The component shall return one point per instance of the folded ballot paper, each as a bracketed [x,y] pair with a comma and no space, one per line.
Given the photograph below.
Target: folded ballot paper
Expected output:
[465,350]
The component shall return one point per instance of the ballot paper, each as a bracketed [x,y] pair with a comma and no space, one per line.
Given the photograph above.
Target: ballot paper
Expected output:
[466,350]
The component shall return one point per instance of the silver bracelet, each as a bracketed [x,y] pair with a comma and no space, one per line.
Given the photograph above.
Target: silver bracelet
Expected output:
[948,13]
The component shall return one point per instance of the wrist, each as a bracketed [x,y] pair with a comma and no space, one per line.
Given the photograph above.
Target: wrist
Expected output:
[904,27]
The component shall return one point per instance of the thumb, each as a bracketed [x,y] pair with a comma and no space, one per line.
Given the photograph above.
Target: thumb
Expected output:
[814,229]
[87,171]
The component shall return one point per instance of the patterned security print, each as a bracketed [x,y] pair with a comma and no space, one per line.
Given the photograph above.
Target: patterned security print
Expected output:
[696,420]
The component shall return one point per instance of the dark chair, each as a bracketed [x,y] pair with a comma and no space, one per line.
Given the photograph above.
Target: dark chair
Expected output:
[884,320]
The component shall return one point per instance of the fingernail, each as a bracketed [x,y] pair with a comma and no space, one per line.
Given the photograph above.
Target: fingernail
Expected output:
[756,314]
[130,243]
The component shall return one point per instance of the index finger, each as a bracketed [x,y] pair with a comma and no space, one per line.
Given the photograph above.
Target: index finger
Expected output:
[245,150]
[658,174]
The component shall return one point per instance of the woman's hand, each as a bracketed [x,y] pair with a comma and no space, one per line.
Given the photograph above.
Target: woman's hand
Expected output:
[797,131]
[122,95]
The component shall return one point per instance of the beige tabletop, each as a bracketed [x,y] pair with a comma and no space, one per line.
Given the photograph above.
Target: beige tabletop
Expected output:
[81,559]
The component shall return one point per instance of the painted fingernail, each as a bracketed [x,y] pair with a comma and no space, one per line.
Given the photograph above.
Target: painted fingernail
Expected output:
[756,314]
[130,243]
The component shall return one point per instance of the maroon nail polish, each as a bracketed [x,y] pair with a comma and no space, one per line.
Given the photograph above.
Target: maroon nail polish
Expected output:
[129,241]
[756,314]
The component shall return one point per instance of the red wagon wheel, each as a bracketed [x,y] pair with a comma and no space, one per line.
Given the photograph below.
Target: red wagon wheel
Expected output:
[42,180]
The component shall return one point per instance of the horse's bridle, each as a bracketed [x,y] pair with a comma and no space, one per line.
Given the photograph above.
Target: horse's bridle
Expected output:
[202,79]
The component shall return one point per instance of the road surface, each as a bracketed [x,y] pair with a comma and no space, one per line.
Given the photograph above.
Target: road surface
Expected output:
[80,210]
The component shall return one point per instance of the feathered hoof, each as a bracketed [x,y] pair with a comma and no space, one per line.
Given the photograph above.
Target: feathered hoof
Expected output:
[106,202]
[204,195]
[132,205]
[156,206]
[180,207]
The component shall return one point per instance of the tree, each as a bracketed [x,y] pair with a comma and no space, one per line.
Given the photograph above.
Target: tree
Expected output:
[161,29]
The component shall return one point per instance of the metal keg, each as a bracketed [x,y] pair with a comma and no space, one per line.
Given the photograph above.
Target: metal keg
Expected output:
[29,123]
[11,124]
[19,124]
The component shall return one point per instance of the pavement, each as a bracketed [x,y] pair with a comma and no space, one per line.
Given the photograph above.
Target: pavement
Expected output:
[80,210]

### Exercise aim
Write out the entries above word for word.

### The response
The component shall return one point per instance of the folded ballot paper, each as a bracketed [x,y] pair with a comma and no space, one per line.
Given the photograph below.
Target: folded ballot paper
Expected output:
[465,350]
The component shall return one point per instance of the ballot paper, each as a bracketed [x,y] pair with a comma and no space, one per line.
Given the photograph above.
Target: ballot paper
Expected output:
[466,350]
The component shall return one point per instance of the silver bracelet, each as a bracketed [x,y] pair with a comma and no space, one per line.
Given the photograph above.
Target: silver bracelet
Expected output:
[948,13]
The component shall return one point per instance of the wrist, each as a bracketed [x,y] pair with a comma and no space, one per line.
Given the photograph above.
Target: wrist
Expected output:
[904,27]
The component shall return one point per instance of the thumb, each as a bracketed [x,y] pair with a comma and no space, one per line.
Given the photograph above.
Target: thumb
Expected output:
[814,229]
[87,171]
The component shall return one point per instance of the patterned security print, each as a bracketed [x,y] pair with a comma and no space, one per line.
Given the photograph above.
Target: patterned security print
Expected output:
[696,420]
The component shall return one point per instance of the dark chair, each as a bracketed [x,y] pair with a comma and no space, one per line.
Given the photograph above.
Target: dark chair
Expected output:
[884,320]
The component shall return one point per instance of the fingernail, each as a bracketed [x,y] pair with a comma and no space, one per line.
Given the photograph above.
Target: fingernail
Expected output:
[756,314]
[130,243]
The component shall return one point per instance of the index finger, each as a bracketed [x,y] pair with a comma and no space, one per line.
Given the photograph above.
Target: index finger
Expected output:
[245,150]
[658,174]
The component shall return one point per instance of the woman's hand, each as a bracketed [x,y] pair with a comma and no space, one per line.
Given the photograph above.
Target: woman's hand
Expected output:
[797,131]
[122,95]
The component shall return one point per instance of the beige tabletop, each as a bracketed [x,y] pair with a comma and no space, one per line.
Given the photograph above.
Target: beige tabletop
Expected output:
[81,559]
The component shall return one point per instance of the painted fingernail, each as a bracketed [x,y] pair with a comma and no space, one per line.
Given the photograph above.
Target: painted fingernail
Expected output:
[756,314]
[130,243]
The component shall return one point per instance of the maroon nail polish, each as a bracketed [x,y] pair with a comma and no space, one per line.
Given the photograph above.
Target: maroon nail polish
Expected output:
[129,241]
[756,314]
The component shall return one point per instance of the red wagon wheel, each as a bracketed [x,y] pair with a comma and no space, one per line.
Given the photograph below.
Target: red wagon wheel
Expected output:
[42,180]
The component shall return one point per instance of the horse's bridle, each as a bracketed [x,y] pair with a comma and no space, one per line.
Given the photograph above.
Target: horse's bridle
Expected output:
[202,79]
The component shall return one point per instance of the road surface, each as a bracketed [x,y] pair with a comma and no space, one per line.
Given the photograph above.
Target: road surface
Expected output:
[80,210]
The component shall return one point per instance of the feathered hoof, each as a bracketed [x,y] pair with a comma and no space, one per line.
Given the photograph above.
Target: feathered hoof
Expected output:
[106,202]
[204,195]
[132,205]
[156,206]
[180,207]
The component shall return one point per instance of the tree, each as a bracketed [x,y] pair with a comma and no space, one per line.
Given the photograph above.
Target: tree
Expected output:
[161,29]
The component shall return one point per instance of the metal keg, each as a bracketed [x,y] pair with a comma and no space, one per line.
Given the photograph above.
Target: metal keg
Expected output:
[29,123]
[11,124]
[19,124]
The component shall return one point per instance of the pavement, each as a bracketed [x,y] pair with a comma and no space, one per line.
Given the photograph above.
Target: pavement
Expected output:
[80,210]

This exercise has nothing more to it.